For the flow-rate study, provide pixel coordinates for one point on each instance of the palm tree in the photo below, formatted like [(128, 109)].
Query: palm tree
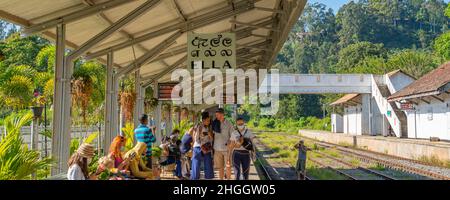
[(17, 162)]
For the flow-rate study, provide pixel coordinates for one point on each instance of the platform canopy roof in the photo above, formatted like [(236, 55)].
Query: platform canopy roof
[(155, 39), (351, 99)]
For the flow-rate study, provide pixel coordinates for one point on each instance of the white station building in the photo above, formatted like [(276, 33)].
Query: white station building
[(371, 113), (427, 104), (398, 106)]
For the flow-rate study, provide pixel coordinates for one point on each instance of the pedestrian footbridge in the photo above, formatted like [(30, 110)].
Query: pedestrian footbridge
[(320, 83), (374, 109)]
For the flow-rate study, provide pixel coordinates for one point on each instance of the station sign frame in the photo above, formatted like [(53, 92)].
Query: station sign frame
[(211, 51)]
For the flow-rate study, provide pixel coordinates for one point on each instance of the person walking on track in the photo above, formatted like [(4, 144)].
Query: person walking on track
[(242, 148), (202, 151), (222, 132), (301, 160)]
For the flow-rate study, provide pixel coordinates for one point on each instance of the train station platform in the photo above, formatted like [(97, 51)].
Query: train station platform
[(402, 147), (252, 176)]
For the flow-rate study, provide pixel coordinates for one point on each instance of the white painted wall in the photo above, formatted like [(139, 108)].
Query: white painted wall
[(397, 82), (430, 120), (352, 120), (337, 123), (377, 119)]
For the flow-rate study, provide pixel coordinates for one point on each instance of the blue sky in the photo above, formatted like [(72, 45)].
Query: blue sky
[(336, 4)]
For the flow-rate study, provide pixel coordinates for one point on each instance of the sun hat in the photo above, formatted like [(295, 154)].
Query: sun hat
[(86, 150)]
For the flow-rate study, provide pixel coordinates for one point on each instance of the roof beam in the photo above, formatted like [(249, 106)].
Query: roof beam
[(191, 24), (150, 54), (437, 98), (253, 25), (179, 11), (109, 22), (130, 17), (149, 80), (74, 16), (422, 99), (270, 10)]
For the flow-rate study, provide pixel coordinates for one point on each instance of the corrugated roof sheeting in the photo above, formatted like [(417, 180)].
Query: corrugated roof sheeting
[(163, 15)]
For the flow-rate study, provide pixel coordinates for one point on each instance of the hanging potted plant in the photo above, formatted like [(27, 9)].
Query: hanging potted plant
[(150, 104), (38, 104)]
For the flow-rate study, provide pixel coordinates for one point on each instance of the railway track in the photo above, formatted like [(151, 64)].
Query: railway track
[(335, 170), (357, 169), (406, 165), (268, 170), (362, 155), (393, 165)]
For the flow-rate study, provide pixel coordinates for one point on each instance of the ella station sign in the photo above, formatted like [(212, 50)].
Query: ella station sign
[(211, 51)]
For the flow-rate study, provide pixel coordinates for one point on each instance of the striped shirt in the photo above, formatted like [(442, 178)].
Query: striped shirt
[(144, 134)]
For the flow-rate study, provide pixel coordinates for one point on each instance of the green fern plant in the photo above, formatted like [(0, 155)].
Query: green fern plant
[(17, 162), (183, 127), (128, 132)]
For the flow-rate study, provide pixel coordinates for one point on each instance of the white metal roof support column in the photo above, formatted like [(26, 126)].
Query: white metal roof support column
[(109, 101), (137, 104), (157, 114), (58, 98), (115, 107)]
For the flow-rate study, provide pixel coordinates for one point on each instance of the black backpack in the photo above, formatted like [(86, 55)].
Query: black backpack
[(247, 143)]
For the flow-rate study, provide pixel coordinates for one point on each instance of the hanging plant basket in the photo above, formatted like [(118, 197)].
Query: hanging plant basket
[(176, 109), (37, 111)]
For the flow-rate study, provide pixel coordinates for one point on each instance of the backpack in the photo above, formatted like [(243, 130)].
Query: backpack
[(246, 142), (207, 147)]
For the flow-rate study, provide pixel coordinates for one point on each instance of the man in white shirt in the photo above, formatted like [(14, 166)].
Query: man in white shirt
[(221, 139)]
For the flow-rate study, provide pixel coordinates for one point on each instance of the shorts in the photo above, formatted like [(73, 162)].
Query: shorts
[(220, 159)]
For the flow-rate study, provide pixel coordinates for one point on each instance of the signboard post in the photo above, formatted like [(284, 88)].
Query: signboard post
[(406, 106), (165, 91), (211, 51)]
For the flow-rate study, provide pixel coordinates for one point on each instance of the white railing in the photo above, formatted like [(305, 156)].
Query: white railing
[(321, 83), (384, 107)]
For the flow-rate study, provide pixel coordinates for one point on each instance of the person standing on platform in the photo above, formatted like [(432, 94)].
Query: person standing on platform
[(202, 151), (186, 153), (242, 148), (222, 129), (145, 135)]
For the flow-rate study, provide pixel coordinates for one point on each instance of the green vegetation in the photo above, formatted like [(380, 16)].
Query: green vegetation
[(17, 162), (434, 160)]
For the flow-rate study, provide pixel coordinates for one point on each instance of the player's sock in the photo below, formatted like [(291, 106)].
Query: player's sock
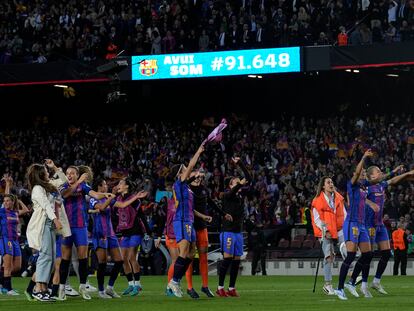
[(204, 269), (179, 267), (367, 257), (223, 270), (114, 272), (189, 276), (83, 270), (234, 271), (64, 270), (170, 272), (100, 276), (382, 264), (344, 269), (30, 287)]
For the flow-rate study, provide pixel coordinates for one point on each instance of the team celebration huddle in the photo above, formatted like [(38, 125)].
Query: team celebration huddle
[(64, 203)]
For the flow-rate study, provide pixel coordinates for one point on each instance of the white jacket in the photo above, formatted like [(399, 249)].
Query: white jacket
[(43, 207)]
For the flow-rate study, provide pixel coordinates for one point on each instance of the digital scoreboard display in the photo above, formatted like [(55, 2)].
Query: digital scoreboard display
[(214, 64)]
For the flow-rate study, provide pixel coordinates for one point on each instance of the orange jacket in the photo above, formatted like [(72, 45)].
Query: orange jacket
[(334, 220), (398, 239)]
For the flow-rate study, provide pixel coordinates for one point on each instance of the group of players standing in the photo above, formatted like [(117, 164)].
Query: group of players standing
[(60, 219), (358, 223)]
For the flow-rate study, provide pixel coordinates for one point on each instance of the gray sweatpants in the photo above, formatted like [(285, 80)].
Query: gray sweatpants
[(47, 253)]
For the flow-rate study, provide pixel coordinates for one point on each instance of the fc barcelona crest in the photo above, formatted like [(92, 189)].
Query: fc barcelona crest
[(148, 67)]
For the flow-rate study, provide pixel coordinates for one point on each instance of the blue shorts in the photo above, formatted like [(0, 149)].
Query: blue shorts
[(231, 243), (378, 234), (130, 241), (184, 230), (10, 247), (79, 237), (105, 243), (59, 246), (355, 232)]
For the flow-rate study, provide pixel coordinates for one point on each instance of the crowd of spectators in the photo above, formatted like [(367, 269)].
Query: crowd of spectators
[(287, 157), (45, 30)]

▶ [Brief]: Scan the records above for the string "below", and copy every line where it turns up.

▶ [Response for this exercise]:
For the flow-rate study, provide pixel coordinates for one point on each instance of the palm tree in the photo below, formatted like [(128, 109)].
For the flow-rate study, provide pixel coordinates for one point on each instance of the player's sock in the photo below, formatted like [(291, 106)].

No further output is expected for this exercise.